PROBLEM — Format the lines of the listing below as a numbered list, starting at the line that contains "The client would like the putting" and ending at the line that contains "[2,163,800,600]", both included. Skip any blank lines.

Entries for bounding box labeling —
####################

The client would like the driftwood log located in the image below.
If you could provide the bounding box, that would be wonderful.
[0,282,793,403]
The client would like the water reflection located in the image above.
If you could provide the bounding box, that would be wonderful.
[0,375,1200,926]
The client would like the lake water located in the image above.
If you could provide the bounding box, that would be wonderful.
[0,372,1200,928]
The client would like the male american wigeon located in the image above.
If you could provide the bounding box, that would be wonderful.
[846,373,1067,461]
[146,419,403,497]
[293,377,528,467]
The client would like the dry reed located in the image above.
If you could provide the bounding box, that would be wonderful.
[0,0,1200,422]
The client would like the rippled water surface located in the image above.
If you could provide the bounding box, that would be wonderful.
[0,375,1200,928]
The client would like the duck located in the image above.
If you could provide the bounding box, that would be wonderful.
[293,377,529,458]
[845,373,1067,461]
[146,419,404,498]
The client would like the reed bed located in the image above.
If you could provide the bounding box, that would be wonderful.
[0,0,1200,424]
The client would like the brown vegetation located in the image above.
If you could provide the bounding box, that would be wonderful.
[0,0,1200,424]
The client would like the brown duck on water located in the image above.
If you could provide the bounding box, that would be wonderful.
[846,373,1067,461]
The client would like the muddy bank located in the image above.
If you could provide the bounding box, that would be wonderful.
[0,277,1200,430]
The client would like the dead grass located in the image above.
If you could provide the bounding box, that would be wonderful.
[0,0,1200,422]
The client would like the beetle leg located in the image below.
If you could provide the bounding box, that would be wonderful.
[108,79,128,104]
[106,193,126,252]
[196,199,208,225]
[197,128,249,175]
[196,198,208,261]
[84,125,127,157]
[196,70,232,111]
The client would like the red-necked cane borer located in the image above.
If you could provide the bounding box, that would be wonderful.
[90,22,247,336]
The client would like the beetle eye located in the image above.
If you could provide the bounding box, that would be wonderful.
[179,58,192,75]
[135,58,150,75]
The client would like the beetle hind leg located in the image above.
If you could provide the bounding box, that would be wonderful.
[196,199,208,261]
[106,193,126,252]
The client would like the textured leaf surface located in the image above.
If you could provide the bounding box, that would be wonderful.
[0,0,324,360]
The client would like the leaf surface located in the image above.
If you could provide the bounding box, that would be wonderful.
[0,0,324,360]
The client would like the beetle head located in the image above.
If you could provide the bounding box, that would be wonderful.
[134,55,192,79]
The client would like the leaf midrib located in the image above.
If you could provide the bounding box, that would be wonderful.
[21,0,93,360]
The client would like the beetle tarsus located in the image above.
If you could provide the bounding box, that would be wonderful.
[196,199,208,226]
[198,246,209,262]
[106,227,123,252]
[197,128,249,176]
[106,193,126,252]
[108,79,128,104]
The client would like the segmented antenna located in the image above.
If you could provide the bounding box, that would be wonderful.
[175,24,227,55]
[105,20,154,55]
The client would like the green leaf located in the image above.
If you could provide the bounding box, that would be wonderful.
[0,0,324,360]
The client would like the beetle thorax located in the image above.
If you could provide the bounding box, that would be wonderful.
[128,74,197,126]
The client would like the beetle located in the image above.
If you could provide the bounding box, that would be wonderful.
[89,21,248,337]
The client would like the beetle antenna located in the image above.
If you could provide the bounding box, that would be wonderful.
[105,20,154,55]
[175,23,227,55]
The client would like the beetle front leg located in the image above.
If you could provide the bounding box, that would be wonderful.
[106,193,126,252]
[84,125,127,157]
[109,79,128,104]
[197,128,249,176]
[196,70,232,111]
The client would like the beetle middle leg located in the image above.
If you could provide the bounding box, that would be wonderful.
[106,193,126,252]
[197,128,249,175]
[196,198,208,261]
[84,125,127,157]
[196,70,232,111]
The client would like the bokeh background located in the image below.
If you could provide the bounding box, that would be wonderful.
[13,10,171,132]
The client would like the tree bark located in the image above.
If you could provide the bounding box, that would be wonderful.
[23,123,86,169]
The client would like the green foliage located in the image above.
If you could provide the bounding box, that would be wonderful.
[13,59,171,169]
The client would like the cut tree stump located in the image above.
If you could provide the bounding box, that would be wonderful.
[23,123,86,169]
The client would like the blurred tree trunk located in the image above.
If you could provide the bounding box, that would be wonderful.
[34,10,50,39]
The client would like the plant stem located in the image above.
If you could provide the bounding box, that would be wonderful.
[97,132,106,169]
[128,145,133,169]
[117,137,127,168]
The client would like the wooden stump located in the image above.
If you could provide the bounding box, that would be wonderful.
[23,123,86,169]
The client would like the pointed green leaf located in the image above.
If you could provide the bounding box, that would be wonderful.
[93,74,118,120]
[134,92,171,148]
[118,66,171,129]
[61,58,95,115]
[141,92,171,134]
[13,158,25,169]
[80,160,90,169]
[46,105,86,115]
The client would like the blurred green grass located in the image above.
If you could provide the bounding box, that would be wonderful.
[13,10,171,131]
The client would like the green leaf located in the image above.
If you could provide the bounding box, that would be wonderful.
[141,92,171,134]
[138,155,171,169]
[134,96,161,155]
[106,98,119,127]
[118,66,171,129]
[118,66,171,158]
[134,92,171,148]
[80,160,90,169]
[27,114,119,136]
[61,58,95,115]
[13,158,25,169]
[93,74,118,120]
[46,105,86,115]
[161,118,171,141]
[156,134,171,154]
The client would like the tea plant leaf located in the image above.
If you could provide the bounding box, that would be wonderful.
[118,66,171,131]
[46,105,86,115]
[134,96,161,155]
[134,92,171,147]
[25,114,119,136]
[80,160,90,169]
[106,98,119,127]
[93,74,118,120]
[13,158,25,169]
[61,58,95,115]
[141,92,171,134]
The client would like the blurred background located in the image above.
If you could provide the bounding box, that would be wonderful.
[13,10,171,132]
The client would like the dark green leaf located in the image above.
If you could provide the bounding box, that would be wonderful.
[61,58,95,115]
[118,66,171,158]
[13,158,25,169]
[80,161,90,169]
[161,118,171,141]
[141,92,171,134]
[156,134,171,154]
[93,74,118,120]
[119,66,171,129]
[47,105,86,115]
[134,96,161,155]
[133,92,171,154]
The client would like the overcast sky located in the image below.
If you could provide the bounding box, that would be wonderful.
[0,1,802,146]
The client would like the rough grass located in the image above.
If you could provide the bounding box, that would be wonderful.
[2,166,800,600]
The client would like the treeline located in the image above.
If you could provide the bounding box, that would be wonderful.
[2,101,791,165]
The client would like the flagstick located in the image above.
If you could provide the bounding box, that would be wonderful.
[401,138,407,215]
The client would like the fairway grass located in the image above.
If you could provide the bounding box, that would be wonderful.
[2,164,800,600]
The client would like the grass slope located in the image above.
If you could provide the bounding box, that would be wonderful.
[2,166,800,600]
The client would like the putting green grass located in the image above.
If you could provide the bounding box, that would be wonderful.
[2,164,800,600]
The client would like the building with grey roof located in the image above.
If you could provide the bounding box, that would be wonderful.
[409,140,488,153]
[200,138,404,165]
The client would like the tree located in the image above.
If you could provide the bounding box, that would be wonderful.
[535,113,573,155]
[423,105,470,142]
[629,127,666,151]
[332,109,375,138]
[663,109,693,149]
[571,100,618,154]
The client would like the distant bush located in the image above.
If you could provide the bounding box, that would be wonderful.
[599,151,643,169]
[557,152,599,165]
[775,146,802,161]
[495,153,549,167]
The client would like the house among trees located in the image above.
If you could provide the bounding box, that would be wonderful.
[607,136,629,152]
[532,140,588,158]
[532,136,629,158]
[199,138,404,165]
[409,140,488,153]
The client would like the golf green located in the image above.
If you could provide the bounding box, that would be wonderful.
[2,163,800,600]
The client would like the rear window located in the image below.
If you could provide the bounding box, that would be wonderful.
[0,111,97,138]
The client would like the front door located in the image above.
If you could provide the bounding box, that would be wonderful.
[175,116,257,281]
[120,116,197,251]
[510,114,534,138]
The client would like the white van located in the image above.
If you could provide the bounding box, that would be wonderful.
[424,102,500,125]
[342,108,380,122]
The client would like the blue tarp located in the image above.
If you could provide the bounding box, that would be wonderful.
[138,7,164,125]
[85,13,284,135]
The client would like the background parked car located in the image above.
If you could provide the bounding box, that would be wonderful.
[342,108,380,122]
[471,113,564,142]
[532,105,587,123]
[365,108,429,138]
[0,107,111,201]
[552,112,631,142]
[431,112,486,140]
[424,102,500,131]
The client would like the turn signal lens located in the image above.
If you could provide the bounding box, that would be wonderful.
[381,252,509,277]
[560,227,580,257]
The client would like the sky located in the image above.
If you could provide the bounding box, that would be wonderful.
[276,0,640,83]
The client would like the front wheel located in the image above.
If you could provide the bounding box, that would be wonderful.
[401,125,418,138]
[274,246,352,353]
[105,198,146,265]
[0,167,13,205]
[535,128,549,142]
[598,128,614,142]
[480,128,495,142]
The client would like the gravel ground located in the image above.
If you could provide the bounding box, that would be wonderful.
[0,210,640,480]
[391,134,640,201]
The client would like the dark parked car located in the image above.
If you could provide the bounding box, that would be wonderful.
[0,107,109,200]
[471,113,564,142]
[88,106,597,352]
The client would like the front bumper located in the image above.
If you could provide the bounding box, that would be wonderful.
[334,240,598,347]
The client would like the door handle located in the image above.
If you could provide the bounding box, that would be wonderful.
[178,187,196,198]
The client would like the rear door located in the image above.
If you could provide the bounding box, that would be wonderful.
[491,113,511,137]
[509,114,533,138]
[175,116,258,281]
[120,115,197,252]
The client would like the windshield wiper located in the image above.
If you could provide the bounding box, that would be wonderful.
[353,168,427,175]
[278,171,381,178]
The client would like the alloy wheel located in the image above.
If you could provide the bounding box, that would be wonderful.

####################

EXERCISE RESULT —
1. The client would like the putting green grass located in the image above.
2. If you could provide the bounding box, that would be wonderful.
3. [2,164,800,600]
4. The client would like the building with grey roof located in the image above.
5. If you could provide the bounding box, that would be wonderful.
6. [409,140,488,153]
7. [200,138,404,165]
8. The client would like the tree located in the image above.
9. If you could provide the bounding box, that would be wonderful.
10. [535,113,573,155]
11. [423,105,470,142]
12. [629,127,666,151]
13. [332,109,375,138]
14. [663,109,693,149]
15. [571,100,618,154]
16. The client would like the distant bush located in the image above.
17. If you could provide the bounding box, that would be wonderful.
18. [599,151,643,169]
19. [557,152,599,165]
20. [775,146,802,161]
21. [495,153,549,167]
22. The client would like the house among trees located in the image above.
23. If you could provide the bounding box, that would be wonderful.
24. [607,136,629,152]
25. [532,140,588,158]
26. [532,136,629,158]
27. [199,138,404,165]
28. [409,140,488,153]
29. The client would like the golf green located in the image above.
30. If you could provide the bounding box, that would be wonderful.
31. [2,163,800,600]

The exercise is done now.